**STATED GOAL:**
Look for "smartphone -> outlines" in the listing below, then copy exactly the line it appears in and all lines after it to the end, and nothing more.

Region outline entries
^^^^^^^^
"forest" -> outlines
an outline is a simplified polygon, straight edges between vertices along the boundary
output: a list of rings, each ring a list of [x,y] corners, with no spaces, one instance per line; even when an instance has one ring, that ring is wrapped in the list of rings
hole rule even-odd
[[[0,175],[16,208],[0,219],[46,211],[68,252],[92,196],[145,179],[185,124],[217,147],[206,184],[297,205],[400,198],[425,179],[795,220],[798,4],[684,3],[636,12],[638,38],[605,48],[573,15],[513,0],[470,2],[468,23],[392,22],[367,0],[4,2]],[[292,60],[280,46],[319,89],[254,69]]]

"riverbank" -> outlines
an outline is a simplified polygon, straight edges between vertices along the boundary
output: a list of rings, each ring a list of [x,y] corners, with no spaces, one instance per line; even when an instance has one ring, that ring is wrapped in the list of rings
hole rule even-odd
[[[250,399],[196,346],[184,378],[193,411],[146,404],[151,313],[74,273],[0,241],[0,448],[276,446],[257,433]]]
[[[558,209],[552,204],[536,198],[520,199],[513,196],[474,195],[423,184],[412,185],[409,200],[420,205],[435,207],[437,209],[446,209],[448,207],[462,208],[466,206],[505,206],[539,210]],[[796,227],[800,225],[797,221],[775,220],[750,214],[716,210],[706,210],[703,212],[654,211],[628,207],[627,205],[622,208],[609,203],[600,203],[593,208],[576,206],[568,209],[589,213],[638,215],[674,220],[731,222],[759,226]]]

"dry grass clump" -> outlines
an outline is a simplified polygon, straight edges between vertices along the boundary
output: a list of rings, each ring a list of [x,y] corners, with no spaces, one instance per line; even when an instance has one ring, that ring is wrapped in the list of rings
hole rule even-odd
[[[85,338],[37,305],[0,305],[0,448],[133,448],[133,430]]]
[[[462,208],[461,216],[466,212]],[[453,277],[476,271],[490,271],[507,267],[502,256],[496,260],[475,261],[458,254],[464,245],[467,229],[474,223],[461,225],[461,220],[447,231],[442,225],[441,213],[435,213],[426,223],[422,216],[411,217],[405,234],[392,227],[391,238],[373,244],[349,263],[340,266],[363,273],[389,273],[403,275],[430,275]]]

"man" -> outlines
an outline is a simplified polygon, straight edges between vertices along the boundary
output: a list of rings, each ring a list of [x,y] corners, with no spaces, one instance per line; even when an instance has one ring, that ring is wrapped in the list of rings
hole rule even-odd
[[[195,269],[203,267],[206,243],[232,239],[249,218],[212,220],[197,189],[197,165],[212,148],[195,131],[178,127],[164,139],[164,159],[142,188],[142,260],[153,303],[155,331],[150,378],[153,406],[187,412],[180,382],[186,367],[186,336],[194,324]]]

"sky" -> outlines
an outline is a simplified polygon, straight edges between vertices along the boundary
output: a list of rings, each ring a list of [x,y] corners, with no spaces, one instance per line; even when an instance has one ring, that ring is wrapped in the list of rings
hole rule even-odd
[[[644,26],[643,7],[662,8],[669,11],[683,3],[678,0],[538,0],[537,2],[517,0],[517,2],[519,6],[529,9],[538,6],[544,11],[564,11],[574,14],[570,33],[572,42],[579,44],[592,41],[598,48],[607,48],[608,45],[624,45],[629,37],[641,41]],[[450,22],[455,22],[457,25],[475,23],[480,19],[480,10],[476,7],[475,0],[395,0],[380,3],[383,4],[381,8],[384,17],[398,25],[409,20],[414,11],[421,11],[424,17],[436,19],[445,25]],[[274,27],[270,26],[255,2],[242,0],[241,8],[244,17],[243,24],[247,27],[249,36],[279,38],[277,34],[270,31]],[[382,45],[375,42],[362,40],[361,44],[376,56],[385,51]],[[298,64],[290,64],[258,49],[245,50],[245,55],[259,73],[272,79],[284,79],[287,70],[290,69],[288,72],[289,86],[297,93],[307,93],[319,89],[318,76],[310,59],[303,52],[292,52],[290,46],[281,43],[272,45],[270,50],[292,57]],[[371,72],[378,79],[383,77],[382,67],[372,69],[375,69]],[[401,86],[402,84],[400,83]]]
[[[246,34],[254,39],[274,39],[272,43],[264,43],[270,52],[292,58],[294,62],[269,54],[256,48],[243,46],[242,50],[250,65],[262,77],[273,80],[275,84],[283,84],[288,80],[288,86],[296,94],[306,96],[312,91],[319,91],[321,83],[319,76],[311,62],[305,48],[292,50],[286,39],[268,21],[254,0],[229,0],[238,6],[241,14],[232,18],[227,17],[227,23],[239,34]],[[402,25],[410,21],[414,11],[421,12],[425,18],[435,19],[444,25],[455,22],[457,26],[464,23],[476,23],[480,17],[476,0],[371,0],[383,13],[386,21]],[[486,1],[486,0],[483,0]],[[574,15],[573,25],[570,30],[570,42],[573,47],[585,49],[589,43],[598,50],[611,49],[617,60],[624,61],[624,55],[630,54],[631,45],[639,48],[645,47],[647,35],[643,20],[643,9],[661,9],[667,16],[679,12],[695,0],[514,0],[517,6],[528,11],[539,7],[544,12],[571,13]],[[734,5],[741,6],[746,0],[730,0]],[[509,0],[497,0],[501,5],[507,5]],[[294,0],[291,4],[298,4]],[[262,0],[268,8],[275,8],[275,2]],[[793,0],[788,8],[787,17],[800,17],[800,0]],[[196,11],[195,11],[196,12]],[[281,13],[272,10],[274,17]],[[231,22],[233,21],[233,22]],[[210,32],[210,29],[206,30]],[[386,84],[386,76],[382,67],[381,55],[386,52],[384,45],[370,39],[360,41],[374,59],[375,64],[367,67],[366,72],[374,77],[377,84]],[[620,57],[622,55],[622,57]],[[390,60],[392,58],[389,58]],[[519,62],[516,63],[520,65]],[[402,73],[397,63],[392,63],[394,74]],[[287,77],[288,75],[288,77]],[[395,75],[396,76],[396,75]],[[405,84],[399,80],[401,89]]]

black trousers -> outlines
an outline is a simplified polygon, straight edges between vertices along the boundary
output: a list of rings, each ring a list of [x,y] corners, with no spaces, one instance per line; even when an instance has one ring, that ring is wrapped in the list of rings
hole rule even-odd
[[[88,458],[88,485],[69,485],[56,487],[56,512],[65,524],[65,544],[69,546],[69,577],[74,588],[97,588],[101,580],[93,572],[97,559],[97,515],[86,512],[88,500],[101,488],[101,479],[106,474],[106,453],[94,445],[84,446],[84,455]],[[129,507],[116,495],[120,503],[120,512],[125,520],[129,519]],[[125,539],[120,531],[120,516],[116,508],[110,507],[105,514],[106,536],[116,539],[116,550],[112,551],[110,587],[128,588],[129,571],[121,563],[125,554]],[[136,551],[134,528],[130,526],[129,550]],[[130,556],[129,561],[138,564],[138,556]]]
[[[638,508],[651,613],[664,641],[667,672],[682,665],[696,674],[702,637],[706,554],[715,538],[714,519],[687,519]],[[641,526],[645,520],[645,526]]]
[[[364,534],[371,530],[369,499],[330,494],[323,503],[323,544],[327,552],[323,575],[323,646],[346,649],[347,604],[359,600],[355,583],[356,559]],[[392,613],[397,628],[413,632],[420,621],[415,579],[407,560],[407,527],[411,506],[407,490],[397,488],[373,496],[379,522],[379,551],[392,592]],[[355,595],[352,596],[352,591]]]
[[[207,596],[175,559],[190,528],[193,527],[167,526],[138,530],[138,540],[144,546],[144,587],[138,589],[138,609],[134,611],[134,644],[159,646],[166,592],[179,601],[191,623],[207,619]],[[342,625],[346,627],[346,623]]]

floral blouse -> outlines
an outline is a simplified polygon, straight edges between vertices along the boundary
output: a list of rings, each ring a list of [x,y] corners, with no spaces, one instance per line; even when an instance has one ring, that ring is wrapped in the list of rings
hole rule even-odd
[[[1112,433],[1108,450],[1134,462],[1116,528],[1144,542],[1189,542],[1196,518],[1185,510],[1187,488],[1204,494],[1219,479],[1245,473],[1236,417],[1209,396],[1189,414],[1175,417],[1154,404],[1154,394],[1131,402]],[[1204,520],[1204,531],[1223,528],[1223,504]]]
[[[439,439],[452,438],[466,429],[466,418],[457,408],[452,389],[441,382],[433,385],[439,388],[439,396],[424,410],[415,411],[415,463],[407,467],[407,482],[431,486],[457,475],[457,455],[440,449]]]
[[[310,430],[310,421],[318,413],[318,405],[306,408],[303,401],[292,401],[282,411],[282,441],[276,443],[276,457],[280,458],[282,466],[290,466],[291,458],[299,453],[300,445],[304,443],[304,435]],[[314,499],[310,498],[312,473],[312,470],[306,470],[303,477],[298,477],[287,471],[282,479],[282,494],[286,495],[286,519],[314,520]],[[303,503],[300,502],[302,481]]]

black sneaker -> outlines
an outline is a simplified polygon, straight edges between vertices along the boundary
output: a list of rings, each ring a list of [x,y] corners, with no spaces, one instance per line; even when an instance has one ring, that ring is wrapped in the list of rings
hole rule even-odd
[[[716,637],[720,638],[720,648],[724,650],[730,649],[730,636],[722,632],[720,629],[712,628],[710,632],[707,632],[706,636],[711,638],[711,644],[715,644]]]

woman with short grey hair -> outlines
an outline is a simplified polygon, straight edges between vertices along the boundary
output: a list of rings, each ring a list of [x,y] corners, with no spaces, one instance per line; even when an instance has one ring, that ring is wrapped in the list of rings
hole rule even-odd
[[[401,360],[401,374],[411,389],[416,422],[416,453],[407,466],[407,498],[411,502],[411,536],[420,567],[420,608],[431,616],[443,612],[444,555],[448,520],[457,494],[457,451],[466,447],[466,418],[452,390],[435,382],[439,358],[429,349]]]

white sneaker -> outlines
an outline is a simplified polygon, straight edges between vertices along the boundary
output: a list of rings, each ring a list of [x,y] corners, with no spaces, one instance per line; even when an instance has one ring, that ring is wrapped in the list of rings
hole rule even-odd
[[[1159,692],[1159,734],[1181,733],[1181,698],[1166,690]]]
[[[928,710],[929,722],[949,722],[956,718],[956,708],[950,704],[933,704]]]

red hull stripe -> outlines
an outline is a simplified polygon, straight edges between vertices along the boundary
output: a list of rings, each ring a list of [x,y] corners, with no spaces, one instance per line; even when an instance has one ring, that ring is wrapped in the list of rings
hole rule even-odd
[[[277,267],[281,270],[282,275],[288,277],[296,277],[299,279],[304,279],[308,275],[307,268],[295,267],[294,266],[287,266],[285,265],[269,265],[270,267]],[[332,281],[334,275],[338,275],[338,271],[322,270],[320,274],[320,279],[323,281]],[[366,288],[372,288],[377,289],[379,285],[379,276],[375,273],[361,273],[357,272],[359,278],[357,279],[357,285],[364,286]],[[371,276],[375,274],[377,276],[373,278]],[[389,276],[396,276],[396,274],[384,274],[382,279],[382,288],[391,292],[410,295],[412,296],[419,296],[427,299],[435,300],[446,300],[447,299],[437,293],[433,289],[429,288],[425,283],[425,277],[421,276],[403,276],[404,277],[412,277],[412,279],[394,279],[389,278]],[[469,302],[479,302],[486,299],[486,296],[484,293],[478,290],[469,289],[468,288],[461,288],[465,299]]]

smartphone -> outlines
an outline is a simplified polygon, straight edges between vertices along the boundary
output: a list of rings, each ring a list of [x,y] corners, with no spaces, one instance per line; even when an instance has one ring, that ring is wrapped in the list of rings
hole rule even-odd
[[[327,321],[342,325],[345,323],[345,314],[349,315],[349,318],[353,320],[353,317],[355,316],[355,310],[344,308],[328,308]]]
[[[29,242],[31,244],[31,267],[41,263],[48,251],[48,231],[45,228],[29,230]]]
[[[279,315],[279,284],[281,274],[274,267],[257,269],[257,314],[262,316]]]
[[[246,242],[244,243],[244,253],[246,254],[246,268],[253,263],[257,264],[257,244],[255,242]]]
^^^^^^^^
**THE OUTPUT:**
smartphone -> outlines
an outline is a simplified polygon, straight edges between vertices along the boundary
output: a list of rings, each ring a list of [x,y] corners, with no spaces, one instance per line; even when an instance has one ring, that ring is wrapped in the list of rings
hole rule even-odd
[[[327,321],[342,325],[345,323],[345,314],[349,315],[349,318],[353,320],[353,317],[355,316],[355,310],[344,308],[328,308]]]
[[[29,242],[31,244],[31,267],[41,263],[48,251],[48,231],[45,228],[29,230]]]
[[[279,315],[279,284],[281,274],[274,267],[257,269],[257,314],[262,316]]]
[[[246,242],[244,243],[244,253],[246,254],[246,268],[253,263],[257,264],[257,244],[255,242]]]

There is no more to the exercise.